[Document excerpt — start]
Published on September 18, 1997

Foo for thought
If it's true that the best songwriters have to experience some amount of emotional pain to become great, then the Foo Fighters' Dave Grohl may rank as one of the greatest songwriters living today. Pain has played an all too important role in his life in the last few years.

While it's been oft-rumored (and much denied) that the suicide of Grohl's former bandmate Kurt Cobain was source material for many of the songs on the Foo Fighters' eponymous debut, the band's sophomore effort, The Colour and the Shape, finds Grohl experiencing a different kind of loss: the dissolution of his marriage to photographer Jenny Youngblood.

The album is a therapist's notebook full of conflicting emotions. On "Monkey Wrench," Grohl is exhilarated at the prospect of being on his own: "Still there's one thing that comforts me, since I was always caged, and now I'm free." "Walking After You," however, shows a man unwilling to accept the end: "I cannot be without you...if you walk out on me, I'm walking after you."

The Colour and the Shape benefits from the addition of an almost full band. Along with playing guitar and singing, Grohl still mans the drum chores on the album, showing that it was no coincidence that Nirvana toiled in obscurity until he joined the band. Guitarist Pat Smear and bassist Nate Mendel give the songs a complexity that was lacking on the first album, recorded with Grohl on every instrument. Songs bounce from acoustic ballads to punk-rock barnburners, sometimes in the same song.
[Document excerpt — finish]
[Input data — start]
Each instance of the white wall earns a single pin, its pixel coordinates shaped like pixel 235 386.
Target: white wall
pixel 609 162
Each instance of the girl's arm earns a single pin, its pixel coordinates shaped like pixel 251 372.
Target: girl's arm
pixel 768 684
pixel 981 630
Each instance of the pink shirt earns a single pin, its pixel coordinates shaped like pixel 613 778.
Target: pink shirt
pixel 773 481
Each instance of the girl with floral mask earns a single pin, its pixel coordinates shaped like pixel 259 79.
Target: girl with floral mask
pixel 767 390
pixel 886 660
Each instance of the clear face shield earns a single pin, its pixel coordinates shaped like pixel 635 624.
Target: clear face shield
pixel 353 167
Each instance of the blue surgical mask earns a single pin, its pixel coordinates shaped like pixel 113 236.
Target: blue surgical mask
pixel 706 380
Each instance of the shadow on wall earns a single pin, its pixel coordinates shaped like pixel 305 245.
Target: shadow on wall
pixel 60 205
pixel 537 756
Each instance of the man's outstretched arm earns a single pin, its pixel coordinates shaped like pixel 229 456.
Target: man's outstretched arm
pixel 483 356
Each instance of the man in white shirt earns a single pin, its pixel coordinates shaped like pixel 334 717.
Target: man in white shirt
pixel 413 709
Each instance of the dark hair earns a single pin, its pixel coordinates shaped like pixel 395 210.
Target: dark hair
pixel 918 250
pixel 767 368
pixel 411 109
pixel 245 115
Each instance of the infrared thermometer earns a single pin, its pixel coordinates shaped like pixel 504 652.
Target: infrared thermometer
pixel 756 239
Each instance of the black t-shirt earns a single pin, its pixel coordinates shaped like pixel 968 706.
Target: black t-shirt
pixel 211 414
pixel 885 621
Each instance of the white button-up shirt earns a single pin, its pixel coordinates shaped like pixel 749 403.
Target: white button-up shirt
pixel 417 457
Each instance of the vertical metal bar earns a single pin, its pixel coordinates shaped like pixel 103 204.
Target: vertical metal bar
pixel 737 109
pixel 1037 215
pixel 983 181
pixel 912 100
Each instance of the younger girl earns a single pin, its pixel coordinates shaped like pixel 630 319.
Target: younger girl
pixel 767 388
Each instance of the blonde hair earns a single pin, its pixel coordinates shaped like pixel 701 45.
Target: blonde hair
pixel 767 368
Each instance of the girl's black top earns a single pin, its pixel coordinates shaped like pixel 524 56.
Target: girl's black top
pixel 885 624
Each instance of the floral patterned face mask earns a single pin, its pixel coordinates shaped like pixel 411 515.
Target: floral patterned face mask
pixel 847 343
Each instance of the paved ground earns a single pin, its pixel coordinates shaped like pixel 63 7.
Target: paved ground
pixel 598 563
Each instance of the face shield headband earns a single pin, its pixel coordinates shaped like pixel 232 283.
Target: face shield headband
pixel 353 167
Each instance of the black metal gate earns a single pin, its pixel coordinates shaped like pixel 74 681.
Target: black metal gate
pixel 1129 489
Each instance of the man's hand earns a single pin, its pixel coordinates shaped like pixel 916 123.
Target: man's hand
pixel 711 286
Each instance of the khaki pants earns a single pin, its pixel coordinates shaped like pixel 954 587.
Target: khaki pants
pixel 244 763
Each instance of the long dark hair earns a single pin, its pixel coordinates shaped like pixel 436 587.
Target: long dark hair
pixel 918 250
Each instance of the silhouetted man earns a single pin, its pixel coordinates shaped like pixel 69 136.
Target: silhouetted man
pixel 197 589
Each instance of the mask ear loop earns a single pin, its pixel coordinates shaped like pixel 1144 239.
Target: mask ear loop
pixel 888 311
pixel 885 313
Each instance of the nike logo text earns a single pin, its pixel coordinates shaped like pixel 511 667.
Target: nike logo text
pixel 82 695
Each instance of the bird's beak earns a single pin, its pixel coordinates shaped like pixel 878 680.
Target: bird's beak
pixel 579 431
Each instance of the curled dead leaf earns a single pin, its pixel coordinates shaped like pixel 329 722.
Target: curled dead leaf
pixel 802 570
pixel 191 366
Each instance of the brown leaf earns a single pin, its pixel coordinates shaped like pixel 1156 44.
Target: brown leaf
[Input data — finish]
◆ **Activity**: Reproduce the part of the album review between "Published on September" and "photographer Jenny Youngblood.", inclusive.

◆ **Solution for this problem**:
Published on September 18, 1997

Foo for thought
If it's true that the best songwriters have to experience some amount of emotional pain to become great, then the Foo Fighters' Dave Grohl may rank as one of the greatest songwriters living today. Pain has played an all too important role in his life in the last few years.

While it's been oft-rumored (and much denied) that the suicide of Grohl's former bandmate Kurt Cobain was source material for many of the songs on the Foo Fighters' eponymous debut, the band's sophomore effort, The Colour and the Shape, finds Grohl experiencing a different kind of loss: the dissolution of his marriage to photographer Jenny Youngblood.